╭─ RECORDS FOR THIS EXERCISE
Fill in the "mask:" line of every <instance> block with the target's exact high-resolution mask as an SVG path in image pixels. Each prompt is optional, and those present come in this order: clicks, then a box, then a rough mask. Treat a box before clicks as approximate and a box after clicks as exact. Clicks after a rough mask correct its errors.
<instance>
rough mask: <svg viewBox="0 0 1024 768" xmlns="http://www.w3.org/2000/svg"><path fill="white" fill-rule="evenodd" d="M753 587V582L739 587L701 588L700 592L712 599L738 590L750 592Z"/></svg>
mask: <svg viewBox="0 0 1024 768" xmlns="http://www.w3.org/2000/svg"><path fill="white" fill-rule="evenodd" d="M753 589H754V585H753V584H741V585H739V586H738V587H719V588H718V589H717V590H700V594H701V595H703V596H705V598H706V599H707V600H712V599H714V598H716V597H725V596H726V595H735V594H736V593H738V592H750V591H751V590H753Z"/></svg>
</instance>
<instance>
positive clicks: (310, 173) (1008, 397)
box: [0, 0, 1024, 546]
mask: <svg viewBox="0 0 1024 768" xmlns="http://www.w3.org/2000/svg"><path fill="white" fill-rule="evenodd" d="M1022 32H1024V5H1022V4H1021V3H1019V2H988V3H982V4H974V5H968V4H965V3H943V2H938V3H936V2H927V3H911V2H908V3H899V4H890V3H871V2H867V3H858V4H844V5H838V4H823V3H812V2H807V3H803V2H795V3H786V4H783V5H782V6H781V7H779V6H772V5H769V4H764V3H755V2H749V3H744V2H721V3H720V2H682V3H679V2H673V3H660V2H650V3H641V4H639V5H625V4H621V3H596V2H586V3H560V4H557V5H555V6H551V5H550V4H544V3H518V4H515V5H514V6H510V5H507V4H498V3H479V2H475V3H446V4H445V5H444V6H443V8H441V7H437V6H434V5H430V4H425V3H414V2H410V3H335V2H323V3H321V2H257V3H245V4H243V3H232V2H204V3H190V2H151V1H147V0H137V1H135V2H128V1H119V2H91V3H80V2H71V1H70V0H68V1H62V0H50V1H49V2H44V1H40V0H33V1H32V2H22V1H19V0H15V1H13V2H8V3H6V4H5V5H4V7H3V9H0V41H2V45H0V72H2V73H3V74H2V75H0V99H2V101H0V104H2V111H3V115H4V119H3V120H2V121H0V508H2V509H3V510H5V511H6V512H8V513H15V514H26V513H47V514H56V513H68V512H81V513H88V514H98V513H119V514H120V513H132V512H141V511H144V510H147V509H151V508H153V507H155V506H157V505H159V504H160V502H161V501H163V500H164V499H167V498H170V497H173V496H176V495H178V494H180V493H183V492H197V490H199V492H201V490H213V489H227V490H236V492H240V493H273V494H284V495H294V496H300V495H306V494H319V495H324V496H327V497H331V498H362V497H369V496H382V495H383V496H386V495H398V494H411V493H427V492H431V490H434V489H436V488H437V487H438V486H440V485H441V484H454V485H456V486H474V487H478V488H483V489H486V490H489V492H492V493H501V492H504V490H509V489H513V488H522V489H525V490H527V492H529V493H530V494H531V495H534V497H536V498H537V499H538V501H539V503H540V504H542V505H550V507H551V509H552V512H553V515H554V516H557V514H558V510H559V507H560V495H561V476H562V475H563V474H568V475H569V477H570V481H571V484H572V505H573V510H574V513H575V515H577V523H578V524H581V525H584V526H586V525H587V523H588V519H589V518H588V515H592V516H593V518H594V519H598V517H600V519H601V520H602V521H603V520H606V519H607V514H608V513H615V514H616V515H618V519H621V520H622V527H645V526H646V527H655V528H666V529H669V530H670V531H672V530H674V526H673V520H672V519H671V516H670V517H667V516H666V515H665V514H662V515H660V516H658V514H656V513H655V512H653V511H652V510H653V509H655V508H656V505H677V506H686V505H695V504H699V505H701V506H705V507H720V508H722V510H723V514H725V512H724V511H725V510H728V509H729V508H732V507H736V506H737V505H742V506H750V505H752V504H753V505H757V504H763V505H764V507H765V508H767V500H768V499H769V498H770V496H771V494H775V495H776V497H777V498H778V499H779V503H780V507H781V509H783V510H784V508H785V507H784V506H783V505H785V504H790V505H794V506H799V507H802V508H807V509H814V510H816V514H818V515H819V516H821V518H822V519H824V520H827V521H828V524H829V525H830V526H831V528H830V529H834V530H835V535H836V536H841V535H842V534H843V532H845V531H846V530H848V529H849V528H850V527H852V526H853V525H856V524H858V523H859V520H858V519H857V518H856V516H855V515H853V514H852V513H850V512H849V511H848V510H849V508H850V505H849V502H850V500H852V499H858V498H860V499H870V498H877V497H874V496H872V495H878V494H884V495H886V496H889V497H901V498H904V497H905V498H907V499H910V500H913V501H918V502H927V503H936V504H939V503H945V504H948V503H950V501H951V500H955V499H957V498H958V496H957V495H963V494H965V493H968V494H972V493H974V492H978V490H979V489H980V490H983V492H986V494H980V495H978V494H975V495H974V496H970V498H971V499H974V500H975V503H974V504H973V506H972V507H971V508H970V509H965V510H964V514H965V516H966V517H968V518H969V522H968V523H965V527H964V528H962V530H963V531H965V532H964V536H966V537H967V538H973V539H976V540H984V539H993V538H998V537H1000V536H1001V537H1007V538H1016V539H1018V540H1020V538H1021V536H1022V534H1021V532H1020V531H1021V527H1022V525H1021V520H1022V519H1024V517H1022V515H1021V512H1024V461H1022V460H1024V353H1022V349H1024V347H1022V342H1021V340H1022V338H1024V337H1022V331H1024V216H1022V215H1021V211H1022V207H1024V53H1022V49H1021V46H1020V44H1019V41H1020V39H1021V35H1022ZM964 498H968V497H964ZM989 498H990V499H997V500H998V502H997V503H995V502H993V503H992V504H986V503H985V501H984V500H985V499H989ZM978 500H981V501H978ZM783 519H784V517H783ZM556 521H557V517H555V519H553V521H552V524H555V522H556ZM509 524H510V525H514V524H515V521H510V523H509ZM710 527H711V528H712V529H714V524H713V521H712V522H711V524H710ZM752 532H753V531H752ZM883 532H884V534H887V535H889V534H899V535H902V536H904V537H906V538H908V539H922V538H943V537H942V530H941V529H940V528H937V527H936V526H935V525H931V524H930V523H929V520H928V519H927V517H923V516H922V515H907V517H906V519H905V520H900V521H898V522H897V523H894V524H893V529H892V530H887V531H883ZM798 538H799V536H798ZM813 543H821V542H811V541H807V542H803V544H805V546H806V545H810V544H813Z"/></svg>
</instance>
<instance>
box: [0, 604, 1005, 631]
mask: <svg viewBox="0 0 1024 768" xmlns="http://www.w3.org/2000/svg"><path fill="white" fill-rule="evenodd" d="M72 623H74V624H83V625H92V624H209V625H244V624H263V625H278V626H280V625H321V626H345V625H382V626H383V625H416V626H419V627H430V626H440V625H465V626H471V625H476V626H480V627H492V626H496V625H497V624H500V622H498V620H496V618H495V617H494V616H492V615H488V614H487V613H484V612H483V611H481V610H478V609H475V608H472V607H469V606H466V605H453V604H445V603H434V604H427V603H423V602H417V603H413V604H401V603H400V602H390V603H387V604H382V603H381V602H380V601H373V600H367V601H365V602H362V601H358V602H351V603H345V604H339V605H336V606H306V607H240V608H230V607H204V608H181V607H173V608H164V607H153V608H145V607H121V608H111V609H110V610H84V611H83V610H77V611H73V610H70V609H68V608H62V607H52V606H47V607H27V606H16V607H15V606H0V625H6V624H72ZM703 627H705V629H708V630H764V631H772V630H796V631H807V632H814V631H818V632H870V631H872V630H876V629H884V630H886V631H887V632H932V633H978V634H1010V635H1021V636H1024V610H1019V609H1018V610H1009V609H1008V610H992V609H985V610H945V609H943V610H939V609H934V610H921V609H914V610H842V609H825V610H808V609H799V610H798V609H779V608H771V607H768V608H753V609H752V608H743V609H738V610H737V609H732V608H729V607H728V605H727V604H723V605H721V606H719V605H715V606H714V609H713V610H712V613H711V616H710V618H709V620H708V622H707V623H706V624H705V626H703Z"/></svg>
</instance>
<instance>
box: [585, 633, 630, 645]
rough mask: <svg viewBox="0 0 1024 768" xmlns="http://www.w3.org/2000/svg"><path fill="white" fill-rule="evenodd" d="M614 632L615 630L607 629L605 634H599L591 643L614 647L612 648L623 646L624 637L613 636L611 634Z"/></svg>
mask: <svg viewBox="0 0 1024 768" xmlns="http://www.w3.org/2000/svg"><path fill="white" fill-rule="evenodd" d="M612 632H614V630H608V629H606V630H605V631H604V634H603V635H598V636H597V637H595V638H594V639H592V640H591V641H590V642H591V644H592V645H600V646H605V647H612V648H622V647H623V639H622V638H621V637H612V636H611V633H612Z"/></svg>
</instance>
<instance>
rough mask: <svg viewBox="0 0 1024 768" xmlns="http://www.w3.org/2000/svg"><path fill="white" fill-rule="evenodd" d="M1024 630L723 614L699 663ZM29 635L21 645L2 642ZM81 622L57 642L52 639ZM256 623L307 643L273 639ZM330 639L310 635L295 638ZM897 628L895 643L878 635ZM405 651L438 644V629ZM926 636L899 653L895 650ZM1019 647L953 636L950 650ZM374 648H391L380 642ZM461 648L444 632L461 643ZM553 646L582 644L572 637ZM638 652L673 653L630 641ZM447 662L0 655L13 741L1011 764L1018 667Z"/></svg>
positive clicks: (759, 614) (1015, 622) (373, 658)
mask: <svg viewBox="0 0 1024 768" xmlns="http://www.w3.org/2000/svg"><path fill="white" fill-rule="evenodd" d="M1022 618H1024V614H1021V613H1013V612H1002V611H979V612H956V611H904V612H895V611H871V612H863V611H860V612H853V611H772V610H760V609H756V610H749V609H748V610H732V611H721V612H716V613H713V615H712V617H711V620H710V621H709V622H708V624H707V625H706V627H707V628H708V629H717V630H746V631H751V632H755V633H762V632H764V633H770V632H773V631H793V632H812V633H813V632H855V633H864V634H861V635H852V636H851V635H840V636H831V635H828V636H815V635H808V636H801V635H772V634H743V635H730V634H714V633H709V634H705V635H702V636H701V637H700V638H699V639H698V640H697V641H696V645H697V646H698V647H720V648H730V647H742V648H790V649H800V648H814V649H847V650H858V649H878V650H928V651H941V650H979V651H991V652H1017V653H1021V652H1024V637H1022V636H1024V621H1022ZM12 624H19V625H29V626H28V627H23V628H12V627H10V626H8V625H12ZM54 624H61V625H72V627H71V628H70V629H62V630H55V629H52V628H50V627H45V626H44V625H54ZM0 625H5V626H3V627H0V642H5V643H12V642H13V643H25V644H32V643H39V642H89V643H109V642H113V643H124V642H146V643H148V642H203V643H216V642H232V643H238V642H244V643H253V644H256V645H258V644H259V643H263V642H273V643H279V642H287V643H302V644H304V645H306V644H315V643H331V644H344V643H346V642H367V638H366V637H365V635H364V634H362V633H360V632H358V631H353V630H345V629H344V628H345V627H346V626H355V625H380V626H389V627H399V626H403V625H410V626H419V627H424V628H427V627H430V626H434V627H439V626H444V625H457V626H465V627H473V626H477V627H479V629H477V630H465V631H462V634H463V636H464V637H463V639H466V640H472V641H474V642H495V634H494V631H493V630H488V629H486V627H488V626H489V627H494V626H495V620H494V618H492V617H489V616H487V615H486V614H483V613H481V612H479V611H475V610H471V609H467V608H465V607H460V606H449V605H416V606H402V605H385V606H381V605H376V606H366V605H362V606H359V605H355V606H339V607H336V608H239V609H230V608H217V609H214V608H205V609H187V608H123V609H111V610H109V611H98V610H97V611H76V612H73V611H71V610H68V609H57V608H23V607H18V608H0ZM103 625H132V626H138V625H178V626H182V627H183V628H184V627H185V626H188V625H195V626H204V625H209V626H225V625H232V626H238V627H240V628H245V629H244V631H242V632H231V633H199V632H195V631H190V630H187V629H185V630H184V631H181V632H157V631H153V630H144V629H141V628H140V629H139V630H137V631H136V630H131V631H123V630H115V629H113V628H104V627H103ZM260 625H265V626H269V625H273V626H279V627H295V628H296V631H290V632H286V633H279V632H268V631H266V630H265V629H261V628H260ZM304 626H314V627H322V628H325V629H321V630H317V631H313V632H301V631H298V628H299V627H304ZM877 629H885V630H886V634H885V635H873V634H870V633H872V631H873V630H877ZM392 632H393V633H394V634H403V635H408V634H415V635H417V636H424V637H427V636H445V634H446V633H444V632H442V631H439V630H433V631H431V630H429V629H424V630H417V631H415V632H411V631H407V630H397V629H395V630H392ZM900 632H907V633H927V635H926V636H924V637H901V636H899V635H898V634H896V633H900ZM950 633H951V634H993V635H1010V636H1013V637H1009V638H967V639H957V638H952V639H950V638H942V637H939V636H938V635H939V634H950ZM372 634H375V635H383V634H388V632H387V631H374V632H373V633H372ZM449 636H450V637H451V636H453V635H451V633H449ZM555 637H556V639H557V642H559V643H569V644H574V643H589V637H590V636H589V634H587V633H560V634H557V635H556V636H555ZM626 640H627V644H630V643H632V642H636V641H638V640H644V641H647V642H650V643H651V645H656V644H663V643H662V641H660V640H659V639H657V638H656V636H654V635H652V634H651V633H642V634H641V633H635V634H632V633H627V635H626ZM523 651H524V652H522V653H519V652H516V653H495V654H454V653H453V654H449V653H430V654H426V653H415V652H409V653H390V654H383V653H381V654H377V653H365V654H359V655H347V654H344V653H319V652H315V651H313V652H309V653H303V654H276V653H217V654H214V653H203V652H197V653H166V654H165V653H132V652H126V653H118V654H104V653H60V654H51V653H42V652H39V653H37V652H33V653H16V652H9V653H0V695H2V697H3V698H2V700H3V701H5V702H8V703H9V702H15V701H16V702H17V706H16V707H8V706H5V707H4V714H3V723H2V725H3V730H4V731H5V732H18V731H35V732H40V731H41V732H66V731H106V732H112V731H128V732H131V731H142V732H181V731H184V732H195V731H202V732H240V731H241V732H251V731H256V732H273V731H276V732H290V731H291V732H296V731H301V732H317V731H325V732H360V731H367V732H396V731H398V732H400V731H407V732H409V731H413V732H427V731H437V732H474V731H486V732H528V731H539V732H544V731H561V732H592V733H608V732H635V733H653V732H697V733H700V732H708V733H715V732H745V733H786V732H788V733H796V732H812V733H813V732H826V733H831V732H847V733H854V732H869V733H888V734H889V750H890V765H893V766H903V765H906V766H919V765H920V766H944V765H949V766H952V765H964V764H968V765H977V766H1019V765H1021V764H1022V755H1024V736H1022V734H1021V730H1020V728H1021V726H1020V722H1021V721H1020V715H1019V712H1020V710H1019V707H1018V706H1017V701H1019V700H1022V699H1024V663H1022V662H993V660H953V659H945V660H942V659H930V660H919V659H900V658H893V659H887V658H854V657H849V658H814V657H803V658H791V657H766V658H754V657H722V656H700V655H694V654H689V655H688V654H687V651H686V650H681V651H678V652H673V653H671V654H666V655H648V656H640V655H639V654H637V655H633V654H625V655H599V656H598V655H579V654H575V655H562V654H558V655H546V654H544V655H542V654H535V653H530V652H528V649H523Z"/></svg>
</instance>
╰─
▶ INSTRUCTIONS FOR THE TASK
Out of the listing above, reproduce exactly the lines from the one with "box: [0, 604, 1005, 631]" up to and including the one with "box: [585, 633, 630, 645]".

▶ REPLY
box: [0, 604, 1005, 631]
mask: <svg viewBox="0 0 1024 768" xmlns="http://www.w3.org/2000/svg"><path fill="white" fill-rule="evenodd" d="M72 623H74V624H83V625H92V624H209V625H244V624H263V625H278V626H280V625H321V626H345V625H382V626H383V625H416V626H419V627H430V626H440V625H465V626H471V625H476V626H480V627H492V626H496V625H497V624H500V622H498V620H496V618H495V617H494V616H492V615H488V614H487V613H484V612H483V611H481V610H478V609H475V608H472V607H469V606H466V605H453V604H445V603H434V604H427V603H423V602H417V603H413V604H401V603H400V602H390V603H387V604H382V603H381V602H380V601H373V600H367V601H365V602H362V601H358V602H351V603H345V604H339V605H336V606H306V607H240V608H230V607H204V608H181V607H173V608H164V607H153V608H145V607H121V608H111V609H110V610H84V611H83V610H77V611H73V610H70V609H68V608H62V607H52V606H47V607H27V606H16V607H15V606H0V625H6V624H72ZM703 627H705V629H708V630H764V631H772V630H796V631H807V632H814V631H818V632H870V631H872V630H876V629H884V630H886V631H887V632H932V633H978V634H1010V635H1021V636H1024V610H1019V609H1018V610H1009V609H1008V610H992V609H985V610H945V609H943V610H939V609H934V610H921V609H914V610H842V609H825V610H808V609H799V610H798V609H779V608H771V607H768V608H753V609H752V608H743V609H738V610H737V609H732V608H729V607H728V605H727V604H723V605H721V606H719V605H715V606H714V609H713V610H712V613H711V616H710V618H709V620H708V622H707V623H706V624H705V626H703Z"/></svg>
</instance>
<instance>
box: [585, 633, 630, 645]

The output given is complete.